Work task: Any images in the material are to be dropped while every line is retyped exactly.

^^^^^^^^^^^^^^^^

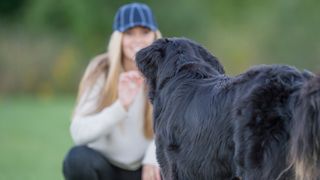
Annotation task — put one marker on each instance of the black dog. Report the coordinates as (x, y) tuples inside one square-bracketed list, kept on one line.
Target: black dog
[(211, 126)]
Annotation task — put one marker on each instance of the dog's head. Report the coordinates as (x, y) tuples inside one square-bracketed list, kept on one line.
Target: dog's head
[(169, 57)]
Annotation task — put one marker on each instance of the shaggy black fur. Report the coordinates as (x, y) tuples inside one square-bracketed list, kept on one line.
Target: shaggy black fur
[(211, 126)]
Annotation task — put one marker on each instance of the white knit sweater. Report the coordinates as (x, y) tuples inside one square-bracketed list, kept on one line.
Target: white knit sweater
[(114, 132)]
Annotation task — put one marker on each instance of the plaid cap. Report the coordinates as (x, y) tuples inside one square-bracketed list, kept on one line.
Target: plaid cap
[(134, 14)]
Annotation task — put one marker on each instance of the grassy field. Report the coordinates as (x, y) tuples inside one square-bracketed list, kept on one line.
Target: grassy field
[(34, 136)]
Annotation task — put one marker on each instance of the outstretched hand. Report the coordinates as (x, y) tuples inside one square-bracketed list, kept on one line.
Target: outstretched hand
[(150, 172), (128, 87)]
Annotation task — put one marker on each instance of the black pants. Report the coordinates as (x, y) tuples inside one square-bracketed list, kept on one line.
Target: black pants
[(83, 163)]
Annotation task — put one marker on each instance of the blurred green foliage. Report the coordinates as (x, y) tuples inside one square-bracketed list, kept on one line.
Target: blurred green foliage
[(46, 44), (34, 136)]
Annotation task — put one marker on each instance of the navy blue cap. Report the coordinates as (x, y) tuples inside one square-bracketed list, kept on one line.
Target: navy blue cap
[(132, 15)]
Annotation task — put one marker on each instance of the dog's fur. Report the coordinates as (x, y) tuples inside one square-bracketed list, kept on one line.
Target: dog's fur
[(211, 126)]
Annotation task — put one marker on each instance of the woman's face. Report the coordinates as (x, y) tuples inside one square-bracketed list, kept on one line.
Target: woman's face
[(135, 39)]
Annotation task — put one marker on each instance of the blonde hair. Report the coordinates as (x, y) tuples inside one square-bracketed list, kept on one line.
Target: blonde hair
[(110, 67)]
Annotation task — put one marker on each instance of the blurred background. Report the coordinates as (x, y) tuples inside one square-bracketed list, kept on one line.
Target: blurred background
[(45, 46)]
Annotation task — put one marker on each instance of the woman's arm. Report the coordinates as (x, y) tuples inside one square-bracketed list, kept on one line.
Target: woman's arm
[(87, 128), (151, 169)]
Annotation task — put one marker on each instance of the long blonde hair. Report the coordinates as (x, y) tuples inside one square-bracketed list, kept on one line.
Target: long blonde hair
[(110, 67)]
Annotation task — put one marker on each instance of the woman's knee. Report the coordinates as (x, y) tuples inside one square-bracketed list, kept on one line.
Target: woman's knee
[(81, 159)]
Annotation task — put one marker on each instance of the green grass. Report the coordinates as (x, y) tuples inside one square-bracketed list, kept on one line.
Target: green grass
[(34, 137)]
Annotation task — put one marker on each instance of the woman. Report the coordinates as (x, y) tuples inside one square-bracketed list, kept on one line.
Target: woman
[(112, 124)]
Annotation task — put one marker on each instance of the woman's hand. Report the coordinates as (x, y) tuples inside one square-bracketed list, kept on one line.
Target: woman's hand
[(129, 85), (150, 172)]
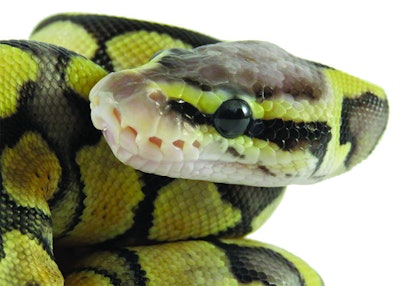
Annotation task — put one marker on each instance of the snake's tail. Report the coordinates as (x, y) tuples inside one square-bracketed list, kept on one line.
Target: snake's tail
[(212, 262)]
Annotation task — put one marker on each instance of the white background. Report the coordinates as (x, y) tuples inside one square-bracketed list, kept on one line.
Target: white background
[(347, 227)]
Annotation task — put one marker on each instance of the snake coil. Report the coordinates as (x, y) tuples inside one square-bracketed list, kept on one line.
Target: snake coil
[(134, 153)]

^^^^^^^^^^^^^^^^

Exercise result:
Annotation task — put one marker on each instance of the black dog. Report the coordinates as (x, y) tuples inside one square-bracketed list, kept on one line.
Target: black dog
[(211, 126)]
Annotation task — put one marker on each instance of the dog's head. Report the coordinates as (x, y) tuples inside one square-bracketed list, kept on one line.
Target: dog's head
[(169, 57)]
Annotation task — put one marker on each instance of the shaggy black fur. Report the coordinates as (x, y) tuples inside one square-bracketed list, kept on one line.
Target: shaggy black fur
[(211, 126)]
Annotation task — put one marker on each instance of the white knit sweater. Report the coordinates as (x, y) tuples inside one square-bracketed list, kept on one line.
Target: white knit sweater
[(114, 132)]
Annotation task — put one marker on each instance of the plaid cap. Report the coordinates as (x, y) tuples inside one square-bracketed list, kept on one line.
Target: plaid cap
[(134, 14)]
Annotation task — put one marker on each instance of the grassy field. Report the coordinates as (x, y) tuples inside one square-bracketed list, kept on one line.
Target: grassy field
[(34, 136)]
Annotation task — put one marker on each instance of the outstretched hand. Report the coordinates as (x, y) tuples inside one square-bracketed list, kept on one line.
Target: outstretched hand
[(150, 172), (128, 87)]
Annotation task — put one marker on each instance of the black pants. Report the coordinates as (x, y) tuples inside one square-bracketed list, kept on one line.
Target: black pants
[(83, 163)]
Annotation task — put one marker on each instance of the blurred green foliage. Report the coordinates as (x, y) tuples inside one square-bracketed list, kept on one line.
Target: blurred green foliage
[(46, 44), (34, 136)]
Annotation task — put one marker on each instance of the navy blue cap. Report the coordinates as (x, y) tuples inside one square-bracketed list, kept on one line.
Target: navy blue cap
[(132, 15)]
Annotation task — put one marker on each instance of the dog's fur. Report the coordinates as (x, y) tuples inside one square-bracketed list, kept on one line.
Target: dog's fur
[(211, 126)]
Annotation task — put one marker on each instance of the woman's face. Report the coordinates as (x, y) tuples inside one square-bracketed list, kept on one line.
Target: woman's face
[(135, 39)]
Annotation task — put one marker on each instance of the blonde hair. Report the coordinates as (x, y) tuples inside one square-bracketed list, kept on one line.
Target: blonde hair
[(110, 67)]
Annotation task — put one marker on each instance of the blurred background. Report the coordinates as (x, y) tuples inside one square-bracketed list, kept on one line.
Target: blurred background
[(45, 46)]
Annotation task — put one marker on each instance of the woman's arm. Report the coordinates as (x, y) tuples inside one square-bracketed list, kept on one line.
Target: woman's arm
[(87, 128), (151, 169)]
Annotation task — put one marker on each instance of the long blonde hair. Report the coordinates as (x, y) tuples inside one square-bracketed list, kept on one line.
Target: long blonde hair
[(110, 67)]
Annotation task — put one marker on each instance of the woman's knee. Report the coordinates as (x, y) tuples inside one square-bracketed list, kept on one line.
Target: woman's knee
[(81, 159)]
Annotation task — put one marker on each instance of the green grass. Report the coordinates as (x, y) tuples inside one square-bracketed list, kept on one line.
Target: green grass
[(34, 137)]
Annotation task — put one marker on each instance of the woman. Report the coordinates as (x, y) tuples inside one square-bracketed list, kept on one line.
Target: woman
[(112, 124)]
Annotation task — put one marker on each instance of the woman's hand. Report the coordinates as (x, y) tuples inside one square-bracketed list, kept on one line.
Target: woman's hand
[(129, 85), (150, 172)]
Annotation task — put one marker on each instance of the snake's tail. Report the coordinates as (x, y) tuples inside one square-bracketed list, kept on one line.
Target: snake's tail
[(212, 262)]
Annotation task — put one marker on each instance of the white background. Report the coordinates as (x, y) tuples inside one square-bracketed list, kept on one line.
Target: white background
[(347, 227)]
Annotation task — put one marker on each instance of the snake coil. Report the coordinates as (x, y) tuples inside one square-bracketed list, kept on one line.
Target: snake coil
[(134, 153)]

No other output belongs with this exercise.